**Page extract**
- - - -
These are just some snapshots of the incredible amount of labor our AFT 1931 members in the San Diego Community College and Grossmont-Cuyamaca Community College Districts had to accomplish to move our operations into a remote environment. Without much of a hiccup, our members went above and beyond to ensure a stable and relatively seamless transition to remote learning for our students. It’s beyond moving to consider how many of us, facing our own fears of COVID-19 and the building economic collapse, stepped up to create safe and supportive environments for our students and our colleagues.

Education work is social. Whatever jobs we do in our districts, we do them because we love the school environment, the relationships we have with our colleagues, and our students. In addition to the mind-boggling logistics of everyone having to start working from home and in a remote, online format, we’ve lost our social context, our connections with one another. And yet, our members have soldiered on despite the new conditions—checking in with one another, linking students up to services, laptops, counseling, food, mental health services and making sure they have the right weblinks and phone numbers, continuing to run our programs and attend meetings, spending hours upon hours on Zoom, treating one another with care and respect as best we can—in short, continuing to do our jobs in the most challenging of circumstances.

Our part-time colleagues have been especially hard-hit. Adjunct faculty have reinvented their classes in remote environments for multiple campuses, often juggling different platforms and expectations with grace and patience. They’ve stayed connected to their students and worked hard to not leave anyone behind despite an uncertain future for themselves with future budget cuts looming.

Perhaps some of the most important work that so many of us have done has not been part of our “official” duties but going the extra mile for students. It’s folks helping students get access to laptops, going to extra meetings to problem solve, or plan. Or, even more importantly, many of us have been spending extra time with students in distress over their finances, immigration status, food and housing insecurity, or struggling with depression and/or the other mental health issues that have emerged during the crisis. What we have found is that our colleges are not just crucial because of the educational opportunities they offer, but also because they are lifelines for students in a multitude of ways.

It’s important to recognize this work and to honor the myriad ways our members pitched in to ensure a humane transition to the new not-so-normal we find ourselves in. As I sit at my kitchen table Zooming with my students, I am reminded that all over San Diego, my fellow faculty and staff colleagues are laboring away as best they can. So I send a shout-out to all of them and an acknowledgement of the astonishing amount of work this transition has required of us. It’s not what we signed on for, but we are dedicated professionals who get the job done.
- - - -
**Extracted entries**

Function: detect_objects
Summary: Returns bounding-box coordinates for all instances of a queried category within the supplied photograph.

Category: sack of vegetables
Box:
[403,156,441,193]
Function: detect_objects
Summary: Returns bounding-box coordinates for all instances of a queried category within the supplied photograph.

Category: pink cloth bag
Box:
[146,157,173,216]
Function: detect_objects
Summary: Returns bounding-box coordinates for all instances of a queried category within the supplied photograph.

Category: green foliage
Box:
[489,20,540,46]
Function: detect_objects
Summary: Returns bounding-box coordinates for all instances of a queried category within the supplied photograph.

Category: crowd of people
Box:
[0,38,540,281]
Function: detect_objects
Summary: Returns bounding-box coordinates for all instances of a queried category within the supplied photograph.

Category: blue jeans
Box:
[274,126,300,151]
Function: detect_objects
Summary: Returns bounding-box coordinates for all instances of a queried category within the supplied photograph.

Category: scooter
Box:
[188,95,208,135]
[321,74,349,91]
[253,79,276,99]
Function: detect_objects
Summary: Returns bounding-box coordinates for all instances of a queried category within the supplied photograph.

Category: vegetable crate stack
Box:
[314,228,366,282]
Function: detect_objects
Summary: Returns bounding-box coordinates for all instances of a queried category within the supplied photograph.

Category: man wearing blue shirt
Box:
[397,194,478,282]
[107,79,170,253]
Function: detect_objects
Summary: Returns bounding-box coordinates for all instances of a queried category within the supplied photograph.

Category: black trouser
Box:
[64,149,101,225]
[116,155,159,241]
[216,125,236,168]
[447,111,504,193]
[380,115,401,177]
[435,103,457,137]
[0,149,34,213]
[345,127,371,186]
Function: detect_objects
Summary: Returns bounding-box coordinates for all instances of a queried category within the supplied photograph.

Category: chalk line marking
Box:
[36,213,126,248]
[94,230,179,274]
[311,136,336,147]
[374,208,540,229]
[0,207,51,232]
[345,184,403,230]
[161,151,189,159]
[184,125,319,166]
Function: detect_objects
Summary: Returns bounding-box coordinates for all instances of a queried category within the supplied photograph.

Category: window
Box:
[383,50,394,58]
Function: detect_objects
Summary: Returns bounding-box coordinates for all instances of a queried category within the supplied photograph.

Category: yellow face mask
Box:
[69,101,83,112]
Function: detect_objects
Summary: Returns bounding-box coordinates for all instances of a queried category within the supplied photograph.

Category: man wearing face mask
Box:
- - - -
Answer these questions using the text on the shift to remote work.
1. Which two community college districts does the text name?
2. Which colleagues does the text describe as especially hard-hit?
3. Where does the writer sit while using Zoom with students?

**Problem solution**
1. The San Diego Community College District and the Grossmont-Cuyamaca Community College District.
2. Part-time colleagues, the adjunct faculty.
3. At the kitchen table.